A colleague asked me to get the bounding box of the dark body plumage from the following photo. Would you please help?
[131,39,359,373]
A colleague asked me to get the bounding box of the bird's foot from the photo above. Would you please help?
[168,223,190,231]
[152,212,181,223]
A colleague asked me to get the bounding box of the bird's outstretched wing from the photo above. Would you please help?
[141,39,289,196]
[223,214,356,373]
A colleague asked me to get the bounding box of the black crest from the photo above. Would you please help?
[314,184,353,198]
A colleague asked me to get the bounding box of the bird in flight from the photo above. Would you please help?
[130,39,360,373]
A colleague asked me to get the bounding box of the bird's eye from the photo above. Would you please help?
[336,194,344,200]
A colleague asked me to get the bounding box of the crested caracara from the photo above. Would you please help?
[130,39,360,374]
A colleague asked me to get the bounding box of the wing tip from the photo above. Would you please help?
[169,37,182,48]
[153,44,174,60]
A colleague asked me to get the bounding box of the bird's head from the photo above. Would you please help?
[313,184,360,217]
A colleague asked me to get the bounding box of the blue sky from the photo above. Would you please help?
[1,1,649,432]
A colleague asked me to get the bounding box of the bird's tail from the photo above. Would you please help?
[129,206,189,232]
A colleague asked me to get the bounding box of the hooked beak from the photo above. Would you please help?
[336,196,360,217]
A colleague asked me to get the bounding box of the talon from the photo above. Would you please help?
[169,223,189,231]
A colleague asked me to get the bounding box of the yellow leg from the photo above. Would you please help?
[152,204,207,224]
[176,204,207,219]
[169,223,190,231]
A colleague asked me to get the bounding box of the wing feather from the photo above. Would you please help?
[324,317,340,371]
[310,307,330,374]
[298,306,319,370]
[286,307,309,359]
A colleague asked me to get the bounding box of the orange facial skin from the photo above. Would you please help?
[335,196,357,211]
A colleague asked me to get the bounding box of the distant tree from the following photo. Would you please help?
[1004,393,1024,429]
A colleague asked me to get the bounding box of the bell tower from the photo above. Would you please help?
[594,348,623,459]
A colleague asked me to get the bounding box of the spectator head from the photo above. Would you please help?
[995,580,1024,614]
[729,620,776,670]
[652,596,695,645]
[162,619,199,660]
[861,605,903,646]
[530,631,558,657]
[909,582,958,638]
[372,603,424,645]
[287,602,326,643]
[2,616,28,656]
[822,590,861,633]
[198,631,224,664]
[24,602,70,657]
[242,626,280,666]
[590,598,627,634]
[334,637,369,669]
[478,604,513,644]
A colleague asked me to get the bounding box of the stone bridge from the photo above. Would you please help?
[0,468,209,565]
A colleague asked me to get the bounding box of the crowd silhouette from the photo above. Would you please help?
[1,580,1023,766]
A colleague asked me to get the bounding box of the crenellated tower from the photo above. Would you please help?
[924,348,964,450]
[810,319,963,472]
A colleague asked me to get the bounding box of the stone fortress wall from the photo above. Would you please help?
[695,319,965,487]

::::

Problem description> Output each line of the data exactly as it stands above.

Written solution>
A colleague asked me to get the bounding box of the dark body plumage from the following photo. Would you please help?
[131,39,359,373]
A colleague asked me to get the bounding box of the bird's foot from the photo above. Would you please help?
[168,223,190,231]
[152,212,181,223]
A colleague asked me to get the bounding box of the bird's outstretched wing from the photo above. Would you please help?
[141,39,289,196]
[223,214,356,373]
A colleague asked me to get the bounding box of the black crest from the photo above. Would you please help?
[314,184,353,198]
A colleague asked me to get the bounding box of the bird in flight from the photo above. Would you please help?
[130,39,360,373]
A colleague asked me to get the bounding box of the bird's eye from the photo above. Would you please help?
[336,194,344,200]
A colleague asked me to get the bounding box of the crested caracara from the photo above. Would you please help?
[130,39,360,374]
A colleague asked me to get the bounding box of the wing tip from the photo above. Would you please help?
[169,37,182,48]
[153,44,174,60]
A colleague asked me to get the bounding box of the bird's head from the photo above. Would you please help?
[313,184,360,217]
A colleague asked me to get the bounding box of the blue sky from the photo above. Would you please help?
[1,1,649,432]
A colleague asked me to get the bounding box of the bird's tail from the photo above. Would you please help?
[129,206,189,232]
A colleague asked me to get the bounding box of the hooked beak from the photo above. Would you please help?
[336,196,360,217]
A colleague asked me to get the bounding box of the talon from the photo above. Would you please help?
[169,223,189,231]
A colleague asked me to get the bounding box of the yellow leg from the photo above. Would you please help?
[152,204,207,224]
[176,204,207,219]
[169,223,190,231]
A colleague asked me to get the bounding box of the wing feather from the photo above. Would you please help?
[324,317,340,371]
[310,307,330,374]
[298,306,319,370]
[286,307,309,359]
A colleague asked me to get the bounding box of the orange facial skin from the photo above. Would you please help?
[335,196,357,211]
A colleague asked me to get the bounding box of the distant tree from the following photo. Would you please help?
[1004,393,1024,429]
A colleague asked me to get the bounding box of the bell tower from the photo above. Would you please help?
[594,348,623,459]
A colleague asked me to get the bounding box of the spectator head from the photo above. Would you please help?
[995,580,1024,614]
[729,620,776,670]
[652,596,695,645]
[162,619,199,660]
[861,605,903,646]
[530,631,558,657]
[909,582,958,638]
[372,603,424,645]
[287,602,326,643]
[2,616,28,656]
[822,590,861,633]
[198,631,224,664]
[24,602,70,657]
[242,626,280,666]
[590,598,627,634]
[334,637,369,669]
[478,604,513,644]
A colleague asked me to get the bounding box of the stone bridge from the photo above. Would you please help?
[0,468,209,565]
A colleague asked me to get the bounding box of the crowd silhouette from the photo above. Would you please help?
[1,580,1023,766]
A colleague asked me to get the bounding box of the crenellated tower from the photo above. Would you please help?
[924,348,964,450]
[810,319,963,472]
A colleague asked me to get the bounding box of the stone fortress wall from the photo above. Would you please help?
[695,319,965,487]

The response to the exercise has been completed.